Brief: Pick out each line of the listing below that contains the string "street", and copy those lines.

### Data extract

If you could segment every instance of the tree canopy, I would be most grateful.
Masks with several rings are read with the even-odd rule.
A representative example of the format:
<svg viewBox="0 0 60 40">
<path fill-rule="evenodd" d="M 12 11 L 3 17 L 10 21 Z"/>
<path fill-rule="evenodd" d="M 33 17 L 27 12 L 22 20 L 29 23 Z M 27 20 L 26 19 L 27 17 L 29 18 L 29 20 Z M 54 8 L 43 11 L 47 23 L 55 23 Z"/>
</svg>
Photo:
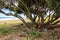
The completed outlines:
<svg viewBox="0 0 60 40">
<path fill-rule="evenodd" d="M 6 14 L 2 8 L 13 11 L 14 14 Z M 60 0 L 0 0 L 0 12 L 19 18 L 27 27 L 25 20 L 20 16 L 24 14 L 37 28 L 55 26 L 60 22 Z M 49 14 L 49 15 L 47 15 Z M 33 16 L 32 16 L 33 15 Z M 38 18 L 38 19 L 37 19 Z M 48 19 L 48 20 L 47 20 Z M 45 22 L 47 20 L 47 22 Z M 58 25 L 59 26 L 59 25 Z"/>
</svg>

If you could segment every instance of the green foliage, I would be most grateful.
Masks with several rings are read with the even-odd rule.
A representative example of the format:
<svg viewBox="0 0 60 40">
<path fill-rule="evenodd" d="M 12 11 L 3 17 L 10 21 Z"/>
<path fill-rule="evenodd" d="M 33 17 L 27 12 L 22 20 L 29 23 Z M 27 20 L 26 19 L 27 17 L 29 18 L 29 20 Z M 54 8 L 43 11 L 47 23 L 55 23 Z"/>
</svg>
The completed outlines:
<svg viewBox="0 0 60 40">
<path fill-rule="evenodd" d="M 41 36 L 41 33 L 36 30 L 28 30 L 27 34 L 28 34 L 28 36 L 32 36 L 32 37 L 40 37 Z"/>
</svg>

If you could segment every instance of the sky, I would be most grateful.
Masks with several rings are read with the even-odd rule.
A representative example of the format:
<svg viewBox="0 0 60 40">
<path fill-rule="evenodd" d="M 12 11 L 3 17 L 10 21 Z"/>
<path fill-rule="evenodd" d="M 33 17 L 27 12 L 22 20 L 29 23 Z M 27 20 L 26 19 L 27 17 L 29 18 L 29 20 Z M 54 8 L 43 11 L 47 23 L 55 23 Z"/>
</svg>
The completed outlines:
<svg viewBox="0 0 60 40">
<path fill-rule="evenodd" d="M 2 11 L 4 11 L 5 13 L 10 13 L 10 11 L 8 9 L 5 9 L 5 8 L 2 9 Z M 26 16 L 24 16 L 23 14 L 21 14 L 20 16 L 23 17 L 24 19 L 26 18 Z M 6 16 L 6 15 L 0 13 L 0 20 L 9 20 L 9 19 L 11 19 L 11 20 L 14 19 L 15 20 L 17 18 L 14 17 L 14 16 Z"/>
</svg>

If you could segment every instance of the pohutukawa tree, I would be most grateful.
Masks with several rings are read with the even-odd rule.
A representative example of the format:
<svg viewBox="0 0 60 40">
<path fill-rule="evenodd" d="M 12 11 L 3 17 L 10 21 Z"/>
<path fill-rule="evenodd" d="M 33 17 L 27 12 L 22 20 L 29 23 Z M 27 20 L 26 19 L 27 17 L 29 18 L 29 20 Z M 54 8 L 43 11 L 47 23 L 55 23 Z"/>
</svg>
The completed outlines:
<svg viewBox="0 0 60 40">
<path fill-rule="evenodd" d="M 20 16 L 24 14 L 29 18 L 35 28 L 54 28 L 59 27 L 60 20 L 60 0 L 0 0 L 0 12 L 5 15 L 12 15 L 19 18 L 26 27 L 29 27 L 25 20 Z M 13 11 L 14 14 L 6 14 L 2 8 Z M 48 15 L 47 15 L 48 14 Z M 32 16 L 33 15 L 33 16 Z"/>
</svg>

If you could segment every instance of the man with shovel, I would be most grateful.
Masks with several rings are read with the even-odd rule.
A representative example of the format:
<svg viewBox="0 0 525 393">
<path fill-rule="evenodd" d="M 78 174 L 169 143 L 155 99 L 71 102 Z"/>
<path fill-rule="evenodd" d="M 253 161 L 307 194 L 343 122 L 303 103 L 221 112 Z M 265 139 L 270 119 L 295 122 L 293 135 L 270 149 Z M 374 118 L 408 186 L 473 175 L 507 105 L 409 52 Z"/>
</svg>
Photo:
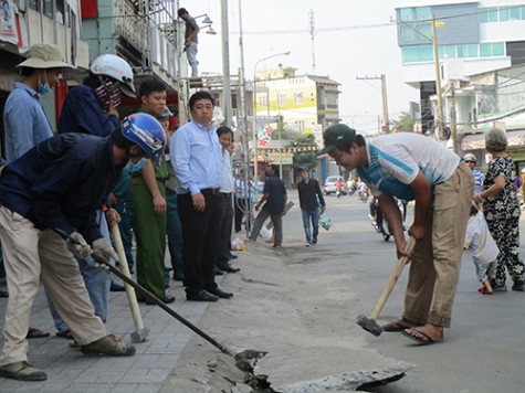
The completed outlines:
<svg viewBox="0 0 525 393">
<path fill-rule="evenodd" d="M 328 127 L 325 148 L 337 164 L 357 170 L 391 225 L 398 257 L 410 257 L 401 319 L 384 327 L 421 344 L 442 342 L 450 328 L 474 179 L 460 158 L 430 138 L 391 134 L 365 140 L 346 125 Z M 416 201 L 408 233 L 417 241 L 407 255 L 393 197 Z M 368 330 L 368 329 L 367 329 Z"/>
<path fill-rule="evenodd" d="M 0 376 L 46 379 L 44 371 L 28 362 L 25 340 L 40 278 L 81 352 L 113 357 L 135 353 L 133 346 L 106 336 L 73 255 L 93 255 L 105 263 L 112 257 L 118 259 L 97 227 L 95 211 L 128 161 L 136 163 L 143 157 L 158 160 L 165 145 L 160 124 L 149 115 L 135 114 L 106 138 L 59 135 L 3 169 L 0 237 L 11 296 L 3 327 Z"/>
</svg>

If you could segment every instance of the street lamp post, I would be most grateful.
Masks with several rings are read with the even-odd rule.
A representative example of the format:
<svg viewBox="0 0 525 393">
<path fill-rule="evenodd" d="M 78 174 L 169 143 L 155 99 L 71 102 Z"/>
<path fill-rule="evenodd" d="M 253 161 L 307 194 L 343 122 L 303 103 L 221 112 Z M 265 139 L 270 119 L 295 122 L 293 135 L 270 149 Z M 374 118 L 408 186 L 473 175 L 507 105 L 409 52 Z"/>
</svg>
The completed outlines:
<svg viewBox="0 0 525 393">
<path fill-rule="evenodd" d="M 259 161 L 259 155 L 258 155 L 258 86 L 256 86 L 256 77 L 258 77 L 258 65 L 269 59 L 277 57 L 277 56 L 287 56 L 290 54 L 290 51 L 287 52 L 282 52 L 282 53 L 275 53 L 270 56 L 260 59 L 255 62 L 255 65 L 253 67 L 253 177 L 255 179 L 255 184 L 259 182 L 259 177 L 258 177 L 258 161 Z M 267 106 L 270 106 L 270 99 L 266 103 Z"/>
</svg>

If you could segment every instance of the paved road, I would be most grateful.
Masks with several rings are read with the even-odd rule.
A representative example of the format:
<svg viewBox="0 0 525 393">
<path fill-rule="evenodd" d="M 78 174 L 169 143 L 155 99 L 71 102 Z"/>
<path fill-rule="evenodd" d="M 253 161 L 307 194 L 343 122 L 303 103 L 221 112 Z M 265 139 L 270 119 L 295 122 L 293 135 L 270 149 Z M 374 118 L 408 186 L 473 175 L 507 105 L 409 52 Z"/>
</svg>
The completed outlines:
<svg viewBox="0 0 525 393">
<path fill-rule="evenodd" d="M 296 194 L 290 194 L 296 201 Z M 176 283 L 170 288 L 177 297 L 174 309 L 234 351 L 266 351 L 255 373 L 267 375 L 274 389 L 293 391 L 291 386 L 304 381 L 400 368 L 408 369 L 403 379 L 371 391 L 523 391 L 525 294 L 481 296 L 474 267 L 465 256 L 453 326 L 443 344 L 417 347 L 399 333 L 376 338 L 354 321 L 371 310 L 387 282 L 396 263 L 393 243 L 375 233 L 367 205 L 356 198 L 330 197 L 327 203 L 334 226 L 322 232 L 317 247 L 304 246 L 300 210 L 294 208 L 285 217 L 281 252 L 264 242 L 250 245 L 237 259 L 241 273 L 220 278 L 222 287 L 235 293 L 233 299 L 212 305 L 187 302 Z M 399 317 L 405 285 L 406 274 L 381 320 Z M 1 300 L 0 315 L 4 305 Z M 113 294 L 111 308 L 108 328 L 129 339 L 133 320 L 125 295 Z M 234 382 L 242 382 L 243 373 L 233 370 L 230 357 L 160 309 L 140 308 L 151 336 L 136 346 L 135 357 L 93 359 L 70 349 L 63 339 L 32 340 L 30 358 L 48 371 L 49 380 L 0 379 L 0 391 L 228 392 Z M 53 331 L 42 294 L 31 323 Z M 355 389 L 342 386 L 339 391 Z"/>
</svg>

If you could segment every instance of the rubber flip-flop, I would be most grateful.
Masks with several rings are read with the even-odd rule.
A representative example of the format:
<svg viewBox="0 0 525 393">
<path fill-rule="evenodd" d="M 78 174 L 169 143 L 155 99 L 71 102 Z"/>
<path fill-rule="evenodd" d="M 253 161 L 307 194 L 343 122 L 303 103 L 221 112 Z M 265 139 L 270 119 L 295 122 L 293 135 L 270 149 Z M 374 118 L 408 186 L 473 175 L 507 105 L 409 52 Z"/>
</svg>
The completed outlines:
<svg viewBox="0 0 525 393">
<path fill-rule="evenodd" d="M 416 336 L 412 336 L 410 334 L 409 332 L 407 332 L 407 330 L 410 330 L 410 331 L 413 331 L 414 333 L 418 333 L 420 336 L 423 336 L 423 338 L 421 337 L 416 337 Z M 433 344 L 433 343 L 441 343 L 443 342 L 443 339 L 432 339 L 429 334 L 427 334 L 424 331 L 421 331 L 421 330 L 418 330 L 416 328 L 410 328 L 410 329 L 407 329 L 407 330 L 402 330 L 401 331 L 401 334 L 403 334 L 405 337 L 408 337 L 410 340 L 413 340 L 416 341 L 417 343 L 421 344 L 421 346 L 429 346 L 429 344 Z"/>
<path fill-rule="evenodd" d="M 36 328 L 29 328 L 28 334 L 25 336 L 27 339 L 43 339 L 46 337 L 50 337 L 50 333 Z"/>
<path fill-rule="evenodd" d="M 489 290 L 486 290 L 485 286 L 482 286 L 477 291 L 482 295 L 492 295 Z"/>
<path fill-rule="evenodd" d="M 71 332 L 70 329 L 64 330 L 64 331 L 57 331 L 56 337 L 60 337 L 61 339 L 66 339 L 66 340 L 73 340 L 73 333 Z"/>
<path fill-rule="evenodd" d="M 414 326 L 411 326 L 411 325 L 405 325 L 403 322 L 405 322 L 405 320 L 400 319 L 400 320 L 397 320 L 395 322 L 384 325 L 382 330 L 385 330 L 385 331 L 403 331 L 405 329 L 410 329 L 410 328 L 414 327 Z"/>
</svg>

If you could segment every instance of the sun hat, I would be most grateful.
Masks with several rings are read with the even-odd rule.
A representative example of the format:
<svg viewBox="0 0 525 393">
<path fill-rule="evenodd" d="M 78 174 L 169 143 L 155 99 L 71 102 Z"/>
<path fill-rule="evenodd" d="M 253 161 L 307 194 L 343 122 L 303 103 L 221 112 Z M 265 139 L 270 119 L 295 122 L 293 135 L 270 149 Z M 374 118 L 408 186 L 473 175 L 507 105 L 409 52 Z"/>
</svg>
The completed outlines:
<svg viewBox="0 0 525 393">
<path fill-rule="evenodd" d="M 507 148 L 508 141 L 504 130 L 491 128 L 485 132 L 485 146 L 495 151 L 503 151 Z"/>
<path fill-rule="evenodd" d="M 64 63 L 62 52 L 54 44 L 38 43 L 29 50 L 29 57 L 15 66 L 17 68 L 73 68 L 72 65 Z"/>
<path fill-rule="evenodd" d="M 326 155 L 337 146 L 351 144 L 356 140 L 356 130 L 347 125 L 336 124 L 325 130 L 323 139 L 325 140 L 325 148 L 317 156 Z"/>
</svg>

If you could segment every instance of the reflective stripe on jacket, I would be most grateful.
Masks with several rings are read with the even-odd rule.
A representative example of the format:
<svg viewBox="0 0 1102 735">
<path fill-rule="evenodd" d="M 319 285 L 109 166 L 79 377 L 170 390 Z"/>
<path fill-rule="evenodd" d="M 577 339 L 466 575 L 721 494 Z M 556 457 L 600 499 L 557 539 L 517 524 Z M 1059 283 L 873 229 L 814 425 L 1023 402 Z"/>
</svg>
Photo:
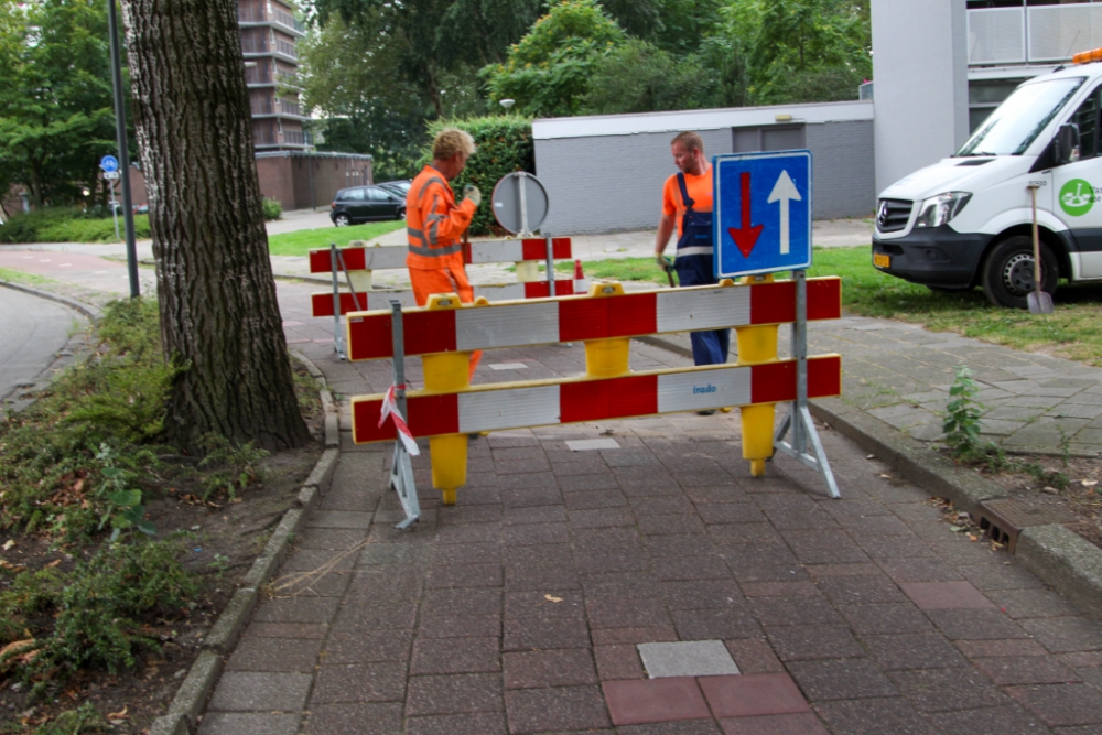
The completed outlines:
<svg viewBox="0 0 1102 735">
<path fill-rule="evenodd" d="M 406 237 L 410 246 L 406 266 L 434 270 L 457 259 L 462 267 L 460 237 L 474 215 L 474 202 L 464 199 L 456 206 L 444 175 L 426 165 L 406 195 Z"/>
</svg>

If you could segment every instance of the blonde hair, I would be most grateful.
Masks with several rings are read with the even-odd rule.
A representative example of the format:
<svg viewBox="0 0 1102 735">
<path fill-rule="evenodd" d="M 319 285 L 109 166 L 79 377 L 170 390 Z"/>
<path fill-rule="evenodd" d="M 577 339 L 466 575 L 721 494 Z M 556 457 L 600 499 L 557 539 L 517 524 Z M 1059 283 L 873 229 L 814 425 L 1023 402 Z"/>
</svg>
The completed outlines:
<svg viewBox="0 0 1102 735">
<path fill-rule="evenodd" d="M 693 151 L 704 152 L 704 141 L 691 130 L 679 132 L 677 138 L 670 141 L 670 145 L 676 145 L 677 143 L 684 145 L 685 150 L 690 153 Z"/>
<path fill-rule="evenodd" d="M 432 158 L 437 161 L 446 161 L 461 151 L 467 155 L 475 153 L 475 139 L 465 130 L 444 128 L 432 141 Z"/>
</svg>

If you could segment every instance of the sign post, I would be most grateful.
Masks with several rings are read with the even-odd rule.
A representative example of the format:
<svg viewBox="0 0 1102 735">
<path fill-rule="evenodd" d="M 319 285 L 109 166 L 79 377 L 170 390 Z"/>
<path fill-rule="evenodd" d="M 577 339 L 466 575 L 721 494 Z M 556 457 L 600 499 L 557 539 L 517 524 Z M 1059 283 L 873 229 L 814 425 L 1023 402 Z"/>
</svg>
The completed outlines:
<svg viewBox="0 0 1102 735">
<path fill-rule="evenodd" d="M 713 159 L 715 275 L 792 271 L 796 281 L 796 401 L 773 437 L 774 450 L 817 469 L 841 497 L 808 408 L 808 292 L 811 266 L 811 152 L 735 153 Z M 770 424 L 771 425 L 771 424 Z M 791 441 L 786 436 L 791 431 Z M 744 420 L 744 437 L 746 429 Z"/>
</svg>

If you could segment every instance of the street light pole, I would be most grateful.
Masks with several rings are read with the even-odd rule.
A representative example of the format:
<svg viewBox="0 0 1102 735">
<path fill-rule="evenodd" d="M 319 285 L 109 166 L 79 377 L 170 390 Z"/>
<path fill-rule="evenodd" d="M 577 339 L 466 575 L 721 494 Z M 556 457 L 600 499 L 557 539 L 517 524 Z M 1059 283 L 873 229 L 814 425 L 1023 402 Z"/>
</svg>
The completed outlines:
<svg viewBox="0 0 1102 735">
<path fill-rule="evenodd" d="M 111 87 L 115 90 L 115 137 L 119 144 L 119 180 L 122 183 L 122 221 L 127 229 L 127 271 L 130 298 L 141 295 L 138 282 L 138 246 L 134 244 L 134 213 L 130 196 L 130 151 L 127 143 L 127 108 L 122 94 L 122 64 L 119 61 L 119 20 L 115 0 L 107 0 L 107 25 L 111 34 Z"/>
</svg>

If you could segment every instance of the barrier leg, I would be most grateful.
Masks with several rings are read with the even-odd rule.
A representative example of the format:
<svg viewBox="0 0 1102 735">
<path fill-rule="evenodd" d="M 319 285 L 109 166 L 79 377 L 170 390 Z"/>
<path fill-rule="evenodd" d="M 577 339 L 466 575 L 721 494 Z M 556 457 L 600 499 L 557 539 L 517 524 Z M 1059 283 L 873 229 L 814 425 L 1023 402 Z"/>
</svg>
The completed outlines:
<svg viewBox="0 0 1102 735">
<path fill-rule="evenodd" d="M 748 275 L 743 283 L 771 283 L 773 275 Z M 777 360 L 777 325 L 736 327 L 738 365 L 760 365 Z M 765 475 L 765 461 L 773 456 L 773 422 L 776 403 L 744 406 L 743 458 L 750 461 L 750 475 Z"/>
<path fill-rule="evenodd" d="M 623 294 L 624 287 L 619 283 L 594 283 L 590 289 L 591 296 Z M 586 342 L 585 375 L 590 378 L 614 378 L 618 375 L 627 375 L 630 355 L 630 338 L 615 337 Z"/>
<path fill-rule="evenodd" d="M 460 309 L 455 294 L 429 298 L 430 310 Z M 471 385 L 471 353 L 437 353 L 421 358 L 424 388 L 455 392 Z M 455 505 L 455 491 L 467 484 L 467 435 L 451 434 L 429 440 L 432 453 L 432 486 L 440 490 L 445 506 Z"/>
</svg>

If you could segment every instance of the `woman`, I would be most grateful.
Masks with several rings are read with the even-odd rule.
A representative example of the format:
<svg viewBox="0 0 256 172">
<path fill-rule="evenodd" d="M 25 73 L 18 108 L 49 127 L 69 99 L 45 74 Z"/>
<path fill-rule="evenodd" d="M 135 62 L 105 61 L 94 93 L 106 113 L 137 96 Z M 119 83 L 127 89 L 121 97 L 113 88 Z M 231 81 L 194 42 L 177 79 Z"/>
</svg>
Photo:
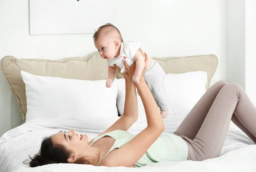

######

Exercise result:
If you could segment every instance of the street lamp post, I would be most grateful.
If you could segment every instance of the street light pole, I would be most grateful.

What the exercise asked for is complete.